— Extracted records —
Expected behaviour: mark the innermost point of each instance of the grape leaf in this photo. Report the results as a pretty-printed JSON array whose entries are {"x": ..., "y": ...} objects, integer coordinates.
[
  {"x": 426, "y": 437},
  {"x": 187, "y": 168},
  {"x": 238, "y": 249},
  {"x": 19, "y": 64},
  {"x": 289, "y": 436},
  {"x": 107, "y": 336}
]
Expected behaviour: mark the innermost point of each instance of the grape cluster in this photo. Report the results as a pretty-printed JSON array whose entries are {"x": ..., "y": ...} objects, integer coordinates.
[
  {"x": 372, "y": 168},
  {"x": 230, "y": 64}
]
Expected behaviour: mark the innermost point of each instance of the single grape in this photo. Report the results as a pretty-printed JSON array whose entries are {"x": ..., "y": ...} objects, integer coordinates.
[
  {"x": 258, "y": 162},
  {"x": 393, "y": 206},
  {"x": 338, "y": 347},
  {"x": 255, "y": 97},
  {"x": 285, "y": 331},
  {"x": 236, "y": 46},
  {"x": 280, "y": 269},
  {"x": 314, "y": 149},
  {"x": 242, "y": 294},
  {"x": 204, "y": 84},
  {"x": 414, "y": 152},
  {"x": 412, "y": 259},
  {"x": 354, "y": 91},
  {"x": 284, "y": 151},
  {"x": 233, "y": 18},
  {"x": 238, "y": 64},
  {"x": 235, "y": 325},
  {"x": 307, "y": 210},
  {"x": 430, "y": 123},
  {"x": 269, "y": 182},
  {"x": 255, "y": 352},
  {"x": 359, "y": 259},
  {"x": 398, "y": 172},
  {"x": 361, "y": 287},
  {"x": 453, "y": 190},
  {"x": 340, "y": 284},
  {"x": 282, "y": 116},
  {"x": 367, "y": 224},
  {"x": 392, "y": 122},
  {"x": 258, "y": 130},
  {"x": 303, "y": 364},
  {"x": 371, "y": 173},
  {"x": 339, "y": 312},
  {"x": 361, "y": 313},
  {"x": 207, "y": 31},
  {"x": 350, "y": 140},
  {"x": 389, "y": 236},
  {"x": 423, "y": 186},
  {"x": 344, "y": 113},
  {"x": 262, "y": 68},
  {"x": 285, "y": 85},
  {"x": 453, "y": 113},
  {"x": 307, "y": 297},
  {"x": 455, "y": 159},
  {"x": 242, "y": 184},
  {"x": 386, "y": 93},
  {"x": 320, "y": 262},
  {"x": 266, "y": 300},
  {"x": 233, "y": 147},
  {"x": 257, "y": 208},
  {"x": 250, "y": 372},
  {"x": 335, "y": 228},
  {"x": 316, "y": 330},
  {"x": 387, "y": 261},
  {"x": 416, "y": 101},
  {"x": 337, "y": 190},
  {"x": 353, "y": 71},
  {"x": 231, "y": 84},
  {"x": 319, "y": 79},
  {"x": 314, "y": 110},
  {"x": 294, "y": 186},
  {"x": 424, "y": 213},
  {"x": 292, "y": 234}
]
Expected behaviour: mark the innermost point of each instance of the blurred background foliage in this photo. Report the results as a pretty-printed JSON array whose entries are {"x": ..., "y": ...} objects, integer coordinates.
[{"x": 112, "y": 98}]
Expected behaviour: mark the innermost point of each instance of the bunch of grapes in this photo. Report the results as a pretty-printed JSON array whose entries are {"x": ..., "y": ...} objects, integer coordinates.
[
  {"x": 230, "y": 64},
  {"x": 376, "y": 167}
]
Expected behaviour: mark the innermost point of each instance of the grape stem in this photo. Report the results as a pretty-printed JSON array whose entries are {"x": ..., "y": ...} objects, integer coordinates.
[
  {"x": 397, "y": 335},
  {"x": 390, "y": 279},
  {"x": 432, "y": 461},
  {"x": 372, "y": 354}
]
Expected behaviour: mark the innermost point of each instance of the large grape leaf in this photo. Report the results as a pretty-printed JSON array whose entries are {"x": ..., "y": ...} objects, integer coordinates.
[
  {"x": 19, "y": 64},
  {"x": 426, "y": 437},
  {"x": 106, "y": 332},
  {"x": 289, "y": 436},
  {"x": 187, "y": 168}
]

— PROBLEM STATEMENT —
Restate the entries. Match them exactly.

— THE ANSWER —
Expected behaviour: mark the innermost point of each instance of the grape leaf in this photo. Report the results as a pretty-printed JSON array whose entries are {"x": ..., "y": ...} objects, integer coordinates.
[
  {"x": 426, "y": 437},
  {"x": 187, "y": 168},
  {"x": 238, "y": 249},
  {"x": 19, "y": 64},
  {"x": 289, "y": 436},
  {"x": 107, "y": 336}
]
Expected behaviour: mark the innermost point of each instance of the grape cluster in this photo. Report the results as a pretty-printed JSON array whose entries are {"x": ..., "y": ...} objects, integer coordinates.
[
  {"x": 372, "y": 168},
  {"x": 230, "y": 64}
]
Expected behaviour: mark the innermost point of each instance of the single grape in this photo. Report the results as a pretty-printed JSON array whose entries are {"x": ..., "y": ...} objects, integer coordinates.
[
  {"x": 258, "y": 162},
  {"x": 393, "y": 206},
  {"x": 338, "y": 347},
  {"x": 255, "y": 97},
  {"x": 285, "y": 331},
  {"x": 236, "y": 46},
  {"x": 280, "y": 269},
  {"x": 314, "y": 149},
  {"x": 242, "y": 294},
  {"x": 204, "y": 84},
  {"x": 414, "y": 152},
  {"x": 412, "y": 259},
  {"x": 354, "y": 91},
  {"x": 284, "y": 151},
  {"x": 233, "y": 18},
  {"x": 238, "y": 64},
  {"x": 235, "y": 325},
  {"x": 307, "y": 210},
  {"x": 430, "y": 123},
  {"x": 269, "y": 182},
  {"x": 255, "y": 352},
  {"x": 359, "y": 259},
  {"x": 398, "y": 172},
  {"x": 361, "y": 287},
  {"x": 453, "y": 190},
  {"x": 340, "y": 284},
  {"x": 282, "y": 116},
  {"x": 367, "y": 224},
  {"x": 392, "y": 122},
  {"x": 258, "y": 130},
  {"x": 303, "y": 364},
  {"x": 371, "y": 173},
  {"x": 339, "y": 312},
  {"x": 361, "y": 313},
  {"x": 207, "y": 31},
  {"x": 350, "y": 140},
  {"x": 389, "y": 236},
  {"x": 423, "y": 186},
  {"x": 344, "y": 113},
  {"x": 262, "y": 68},
  {"x": 285, "y": 85},
  {"x": 453, "y": 113},
  {"x": 307, "y": 297},
  {"x": 455, "y": 159},
  {"x": 242, "y": 184},
  {"x": 386, "y": 93},
  {"x": 320, "y": 262},
  {"x": 266, "y": 300},
  {"x": 233, "y": 147},
  {"x": 257, "y": 208},
  {"x": 250, "y": 372},
  {"x": 335, "y": 228},
  {"x": 316, "y": 330},
  {"x": 387, "y": 261},
  {"x": 416, "y": 101},
  {"x": 337, "y": 190},
  {"x": 353, "y": 71},
  {"x": 231, "y": 84},
  {"x": 319, "y": 79},
  {"x": 314, "y": 110},
  {"x": 294, "y": 186},
  {"x": 424, "y": 213},
  {"x": 292, "y": 234}
]
Expected behaviour: mark the innermost point of each instance of the blurred background foliage in this photo. Report the results as a pretty-printed JSON array whose entries are {"x": ..., "y": ...} objects, integer coordinates.
[{"x": 112, "y": 98}]
Expected behaviour: mark the innermost point of each instance of the bunch of grapes in this photo. Report the results as a pretty-printed JSON array whose entries are {"x": ..., "y": ...} objects, integer coordinates.
[
  {"x": 230, "y": 64},
  {"x": 376, "y": 167}
]
Expected behaviour: mark the innermost point of each instance of the grape stem in this photo. Report the results as a pretty-printed JSON array whose entries are {"x": ..., "y": ...} objects, integer coordinates.
[
  {"x": 397, "y": 335},
  {"x": 390, "y": 279},
  {"x": 432, "y": 461},
  {"x": 372, "y": 354}
]
Expected behaviour: mark the innermost point of each instance of the large grape leaf in this photo. Report the results as a pretty-printed JSON array whose entries are {"x": ..., "y": ...} objects, integer coordinates.
[
  {"x": 19, "y": 64},
  {"x": 426, "y": 437},
  {"x": 106, "y": 332},
  {"x": 289, "y": 436},
  {"x": 187, "y": 168}
]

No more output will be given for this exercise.